▸ **Object position labeling entries**:
⁂

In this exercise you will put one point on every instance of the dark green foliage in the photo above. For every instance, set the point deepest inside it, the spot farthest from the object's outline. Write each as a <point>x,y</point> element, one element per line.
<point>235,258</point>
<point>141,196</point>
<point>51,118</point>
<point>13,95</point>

⁂

▸ **Exercise objective**: Please write out all of the rows above, keeping every character the same.

▸ **Exercise solution**:
In this exercise you will put one point on every instance of the dark green foliage in the photo above. For every instance, set the point deepest inside it, the spot farthest from the object's outline. Write each as a <point>x,y</point> element, one element per line.
<point>235,258</point>
<point>141,196</point>
<point>51,118</point>
<point>13,95</point>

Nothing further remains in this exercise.